> _DIRECTIONS FOR THIS TASK_
Render the lines of the listing below as a JSON array of strings, one string per line and omitting any blank lines. Begin at the line containing "of the distant" and stop after the line containing "x=171, y=126", including both of these lines.

> _DATA FOR THE TASK_

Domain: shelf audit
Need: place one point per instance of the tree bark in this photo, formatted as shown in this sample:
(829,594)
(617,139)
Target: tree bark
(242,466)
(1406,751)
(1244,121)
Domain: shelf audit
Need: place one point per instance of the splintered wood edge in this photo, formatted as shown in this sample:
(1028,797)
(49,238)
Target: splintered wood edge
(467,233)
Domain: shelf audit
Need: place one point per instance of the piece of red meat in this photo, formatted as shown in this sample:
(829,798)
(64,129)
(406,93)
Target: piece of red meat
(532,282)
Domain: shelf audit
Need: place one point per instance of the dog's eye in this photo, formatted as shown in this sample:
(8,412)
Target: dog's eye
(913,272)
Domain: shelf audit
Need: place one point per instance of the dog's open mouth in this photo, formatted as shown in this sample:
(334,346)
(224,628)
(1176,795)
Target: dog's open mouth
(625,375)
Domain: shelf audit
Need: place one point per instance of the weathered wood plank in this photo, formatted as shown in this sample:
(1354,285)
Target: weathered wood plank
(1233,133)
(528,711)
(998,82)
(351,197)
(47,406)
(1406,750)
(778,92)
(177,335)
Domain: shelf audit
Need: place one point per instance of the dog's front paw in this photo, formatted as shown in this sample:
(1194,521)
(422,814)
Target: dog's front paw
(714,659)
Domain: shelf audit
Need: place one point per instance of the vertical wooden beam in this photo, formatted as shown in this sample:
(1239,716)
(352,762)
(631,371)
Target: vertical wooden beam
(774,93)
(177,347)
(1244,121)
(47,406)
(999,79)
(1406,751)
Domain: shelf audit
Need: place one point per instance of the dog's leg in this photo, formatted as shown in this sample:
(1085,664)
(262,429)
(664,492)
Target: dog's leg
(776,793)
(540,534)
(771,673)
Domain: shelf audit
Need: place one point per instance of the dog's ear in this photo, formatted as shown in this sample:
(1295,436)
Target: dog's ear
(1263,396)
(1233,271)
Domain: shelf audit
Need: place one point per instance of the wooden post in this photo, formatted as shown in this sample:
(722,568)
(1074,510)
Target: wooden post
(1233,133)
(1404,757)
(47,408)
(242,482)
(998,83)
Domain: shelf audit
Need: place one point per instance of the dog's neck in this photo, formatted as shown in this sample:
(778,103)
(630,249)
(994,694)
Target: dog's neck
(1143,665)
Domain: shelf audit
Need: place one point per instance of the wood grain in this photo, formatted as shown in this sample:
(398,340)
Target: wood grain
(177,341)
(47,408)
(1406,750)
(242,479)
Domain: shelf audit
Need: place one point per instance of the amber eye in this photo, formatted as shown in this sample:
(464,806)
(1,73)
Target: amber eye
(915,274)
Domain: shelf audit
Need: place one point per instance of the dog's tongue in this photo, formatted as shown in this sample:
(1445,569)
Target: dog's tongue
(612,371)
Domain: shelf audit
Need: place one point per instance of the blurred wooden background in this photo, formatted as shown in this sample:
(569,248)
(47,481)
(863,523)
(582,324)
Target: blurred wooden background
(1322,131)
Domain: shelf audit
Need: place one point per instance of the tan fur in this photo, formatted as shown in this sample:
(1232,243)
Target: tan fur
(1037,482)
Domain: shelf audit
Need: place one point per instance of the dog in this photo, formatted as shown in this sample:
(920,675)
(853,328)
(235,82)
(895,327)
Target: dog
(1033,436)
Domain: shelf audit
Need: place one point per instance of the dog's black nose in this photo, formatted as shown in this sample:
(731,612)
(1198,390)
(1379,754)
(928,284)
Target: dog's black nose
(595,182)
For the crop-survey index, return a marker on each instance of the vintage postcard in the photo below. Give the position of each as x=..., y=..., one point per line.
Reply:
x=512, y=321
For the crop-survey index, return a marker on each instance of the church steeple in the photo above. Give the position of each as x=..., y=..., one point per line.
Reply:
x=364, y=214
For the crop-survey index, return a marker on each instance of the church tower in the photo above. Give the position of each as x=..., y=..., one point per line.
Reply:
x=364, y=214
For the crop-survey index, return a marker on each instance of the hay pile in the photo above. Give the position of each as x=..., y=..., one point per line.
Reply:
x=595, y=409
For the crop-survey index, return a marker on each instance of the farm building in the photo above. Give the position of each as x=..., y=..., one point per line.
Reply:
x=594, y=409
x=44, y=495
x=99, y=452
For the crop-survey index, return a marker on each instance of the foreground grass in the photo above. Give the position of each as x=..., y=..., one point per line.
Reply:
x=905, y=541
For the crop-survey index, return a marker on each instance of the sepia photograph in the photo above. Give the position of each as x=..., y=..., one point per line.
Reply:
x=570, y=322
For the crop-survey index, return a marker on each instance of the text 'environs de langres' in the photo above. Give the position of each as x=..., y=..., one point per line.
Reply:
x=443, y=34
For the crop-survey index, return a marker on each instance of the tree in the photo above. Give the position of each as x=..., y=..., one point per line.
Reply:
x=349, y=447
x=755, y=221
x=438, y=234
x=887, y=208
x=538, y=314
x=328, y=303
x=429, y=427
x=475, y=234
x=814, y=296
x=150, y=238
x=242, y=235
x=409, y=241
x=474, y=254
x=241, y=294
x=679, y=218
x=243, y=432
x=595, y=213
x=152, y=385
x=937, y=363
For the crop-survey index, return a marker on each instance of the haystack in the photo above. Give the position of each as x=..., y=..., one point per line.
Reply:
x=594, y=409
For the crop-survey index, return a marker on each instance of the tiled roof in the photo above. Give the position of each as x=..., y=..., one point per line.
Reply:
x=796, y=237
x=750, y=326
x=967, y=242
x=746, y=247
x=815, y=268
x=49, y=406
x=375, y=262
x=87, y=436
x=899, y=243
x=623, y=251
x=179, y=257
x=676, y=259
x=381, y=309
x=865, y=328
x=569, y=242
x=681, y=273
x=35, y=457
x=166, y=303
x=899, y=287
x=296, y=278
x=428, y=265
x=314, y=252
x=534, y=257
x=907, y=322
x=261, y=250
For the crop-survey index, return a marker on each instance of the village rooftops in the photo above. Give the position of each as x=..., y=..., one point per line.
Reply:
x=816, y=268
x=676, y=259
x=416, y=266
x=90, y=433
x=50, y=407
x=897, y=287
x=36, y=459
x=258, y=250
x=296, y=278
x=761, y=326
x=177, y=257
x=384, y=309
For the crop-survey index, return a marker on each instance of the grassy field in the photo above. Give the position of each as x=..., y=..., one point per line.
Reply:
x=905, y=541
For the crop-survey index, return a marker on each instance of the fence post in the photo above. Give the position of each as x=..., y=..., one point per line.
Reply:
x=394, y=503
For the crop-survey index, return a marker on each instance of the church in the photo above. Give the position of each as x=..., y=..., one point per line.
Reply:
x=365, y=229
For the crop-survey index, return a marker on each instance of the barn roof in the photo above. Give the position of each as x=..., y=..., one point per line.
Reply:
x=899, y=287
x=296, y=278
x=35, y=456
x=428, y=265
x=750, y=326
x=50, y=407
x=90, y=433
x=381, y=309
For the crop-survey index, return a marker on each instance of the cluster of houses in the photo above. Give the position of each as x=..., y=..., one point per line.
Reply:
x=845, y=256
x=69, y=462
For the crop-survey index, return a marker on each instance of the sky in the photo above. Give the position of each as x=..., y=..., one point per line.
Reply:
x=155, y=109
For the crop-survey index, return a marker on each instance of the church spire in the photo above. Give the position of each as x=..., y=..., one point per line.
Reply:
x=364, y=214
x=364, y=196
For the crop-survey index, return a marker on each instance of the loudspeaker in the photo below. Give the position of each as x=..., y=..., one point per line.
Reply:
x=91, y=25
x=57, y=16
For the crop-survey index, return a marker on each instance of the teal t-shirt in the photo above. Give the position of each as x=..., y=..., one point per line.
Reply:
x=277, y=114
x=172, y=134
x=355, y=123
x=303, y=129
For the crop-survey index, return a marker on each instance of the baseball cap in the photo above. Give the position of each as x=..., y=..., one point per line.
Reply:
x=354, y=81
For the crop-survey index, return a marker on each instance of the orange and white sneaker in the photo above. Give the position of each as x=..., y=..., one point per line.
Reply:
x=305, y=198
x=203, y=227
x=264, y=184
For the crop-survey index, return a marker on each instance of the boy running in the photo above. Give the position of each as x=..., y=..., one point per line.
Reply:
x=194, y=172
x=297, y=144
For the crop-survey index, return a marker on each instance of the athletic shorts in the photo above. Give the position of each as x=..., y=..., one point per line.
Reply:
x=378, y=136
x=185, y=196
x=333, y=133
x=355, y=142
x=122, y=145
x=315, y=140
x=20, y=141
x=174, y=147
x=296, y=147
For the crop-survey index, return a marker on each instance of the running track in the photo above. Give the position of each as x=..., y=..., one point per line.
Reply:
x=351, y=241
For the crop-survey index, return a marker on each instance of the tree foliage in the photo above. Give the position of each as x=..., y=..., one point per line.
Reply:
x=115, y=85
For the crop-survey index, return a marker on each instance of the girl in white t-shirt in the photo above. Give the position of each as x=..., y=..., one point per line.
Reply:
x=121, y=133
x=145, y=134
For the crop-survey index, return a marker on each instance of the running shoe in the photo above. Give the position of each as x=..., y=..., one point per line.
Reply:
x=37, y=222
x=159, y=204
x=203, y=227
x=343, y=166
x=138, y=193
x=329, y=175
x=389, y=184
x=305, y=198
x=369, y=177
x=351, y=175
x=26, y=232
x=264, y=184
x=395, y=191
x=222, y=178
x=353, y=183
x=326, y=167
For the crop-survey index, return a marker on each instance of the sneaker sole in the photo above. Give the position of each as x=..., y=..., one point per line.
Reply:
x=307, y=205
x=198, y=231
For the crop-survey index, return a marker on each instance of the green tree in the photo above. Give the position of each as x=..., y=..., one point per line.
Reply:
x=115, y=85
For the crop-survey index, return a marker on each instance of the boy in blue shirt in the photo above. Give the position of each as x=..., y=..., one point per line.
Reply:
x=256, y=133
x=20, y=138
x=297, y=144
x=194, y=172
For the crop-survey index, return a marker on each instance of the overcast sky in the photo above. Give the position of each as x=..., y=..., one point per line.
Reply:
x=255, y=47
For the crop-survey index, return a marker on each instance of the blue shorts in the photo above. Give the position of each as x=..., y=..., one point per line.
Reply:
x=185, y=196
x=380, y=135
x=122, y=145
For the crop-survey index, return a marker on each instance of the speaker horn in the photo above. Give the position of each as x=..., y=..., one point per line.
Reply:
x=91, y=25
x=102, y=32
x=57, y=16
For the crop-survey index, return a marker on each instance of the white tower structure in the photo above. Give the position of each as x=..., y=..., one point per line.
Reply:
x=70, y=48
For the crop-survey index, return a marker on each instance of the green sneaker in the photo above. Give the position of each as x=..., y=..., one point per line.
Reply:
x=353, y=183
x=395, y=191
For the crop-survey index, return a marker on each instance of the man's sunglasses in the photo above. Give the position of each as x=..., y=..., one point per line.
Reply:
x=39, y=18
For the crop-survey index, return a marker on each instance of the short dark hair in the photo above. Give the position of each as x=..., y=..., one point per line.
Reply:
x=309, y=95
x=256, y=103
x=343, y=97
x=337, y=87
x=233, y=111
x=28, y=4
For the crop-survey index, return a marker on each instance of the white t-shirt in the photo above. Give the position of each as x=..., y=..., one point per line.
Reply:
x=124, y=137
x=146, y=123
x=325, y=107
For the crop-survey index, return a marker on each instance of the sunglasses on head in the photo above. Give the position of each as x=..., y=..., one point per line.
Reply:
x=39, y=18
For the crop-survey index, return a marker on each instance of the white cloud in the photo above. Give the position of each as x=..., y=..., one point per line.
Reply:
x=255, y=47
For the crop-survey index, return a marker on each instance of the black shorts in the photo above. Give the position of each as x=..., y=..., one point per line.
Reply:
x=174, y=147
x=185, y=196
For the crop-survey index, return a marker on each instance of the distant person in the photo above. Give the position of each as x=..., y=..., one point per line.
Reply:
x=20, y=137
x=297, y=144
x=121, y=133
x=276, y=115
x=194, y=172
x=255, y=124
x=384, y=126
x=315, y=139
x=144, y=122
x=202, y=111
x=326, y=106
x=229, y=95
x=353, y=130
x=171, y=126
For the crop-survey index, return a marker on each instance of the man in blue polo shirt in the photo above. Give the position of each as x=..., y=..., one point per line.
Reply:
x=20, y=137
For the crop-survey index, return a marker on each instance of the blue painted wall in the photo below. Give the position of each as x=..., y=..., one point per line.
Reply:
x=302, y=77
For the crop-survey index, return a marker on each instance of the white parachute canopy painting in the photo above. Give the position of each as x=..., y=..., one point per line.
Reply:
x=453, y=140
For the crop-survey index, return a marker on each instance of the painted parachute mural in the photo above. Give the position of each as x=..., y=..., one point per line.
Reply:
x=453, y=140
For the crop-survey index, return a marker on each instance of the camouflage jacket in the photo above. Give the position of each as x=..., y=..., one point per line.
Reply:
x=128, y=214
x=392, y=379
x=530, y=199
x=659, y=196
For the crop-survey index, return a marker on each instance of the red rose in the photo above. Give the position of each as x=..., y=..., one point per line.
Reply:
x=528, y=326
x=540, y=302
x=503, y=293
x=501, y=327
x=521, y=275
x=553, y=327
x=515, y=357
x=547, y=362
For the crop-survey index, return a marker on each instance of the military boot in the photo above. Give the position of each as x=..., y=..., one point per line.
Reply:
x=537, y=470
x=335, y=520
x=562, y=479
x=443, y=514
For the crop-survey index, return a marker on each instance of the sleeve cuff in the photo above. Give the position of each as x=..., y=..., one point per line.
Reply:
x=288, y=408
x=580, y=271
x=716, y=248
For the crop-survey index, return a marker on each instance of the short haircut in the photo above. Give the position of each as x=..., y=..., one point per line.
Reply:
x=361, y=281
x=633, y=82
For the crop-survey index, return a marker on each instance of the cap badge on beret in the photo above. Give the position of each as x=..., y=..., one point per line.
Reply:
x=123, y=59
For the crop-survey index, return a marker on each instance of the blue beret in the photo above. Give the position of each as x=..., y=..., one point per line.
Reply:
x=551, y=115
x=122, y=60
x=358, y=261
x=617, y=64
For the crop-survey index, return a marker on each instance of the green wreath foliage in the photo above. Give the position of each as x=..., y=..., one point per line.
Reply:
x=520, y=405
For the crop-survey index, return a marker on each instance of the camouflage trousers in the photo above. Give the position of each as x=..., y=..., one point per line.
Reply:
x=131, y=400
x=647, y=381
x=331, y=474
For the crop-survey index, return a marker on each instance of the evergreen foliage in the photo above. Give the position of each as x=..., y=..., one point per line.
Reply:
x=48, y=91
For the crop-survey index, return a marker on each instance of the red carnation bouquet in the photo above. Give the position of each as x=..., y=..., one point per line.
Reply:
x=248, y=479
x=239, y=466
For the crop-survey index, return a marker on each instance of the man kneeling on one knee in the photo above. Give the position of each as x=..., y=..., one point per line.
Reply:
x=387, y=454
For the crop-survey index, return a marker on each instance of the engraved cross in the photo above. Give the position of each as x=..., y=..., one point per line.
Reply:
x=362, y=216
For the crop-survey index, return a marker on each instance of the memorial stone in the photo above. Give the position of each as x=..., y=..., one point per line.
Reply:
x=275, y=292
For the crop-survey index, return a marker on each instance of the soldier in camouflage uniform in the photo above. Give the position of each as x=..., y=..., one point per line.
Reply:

> _OUTPUT_
[
  "For the crop-survey index, return a marker on each instance of the distant person in the photo above. Give the position of each as x=..., y=..., one point per line.",
  "Reply:",
  "x=20, y=137",
  "x=297, y=144",
  "x=121, y=133",
  "x=276, y=115",
  "x=194, y=172",
  "x=255, y=124",
  "x=384, y=126",
  "x=315, y=139",
  "x=144, y=122",
  "x=202, y=111",
  "x=326, y=106",
  "x=229, y=95",
  "x=353, y=130",
  "x=171, y=126"
]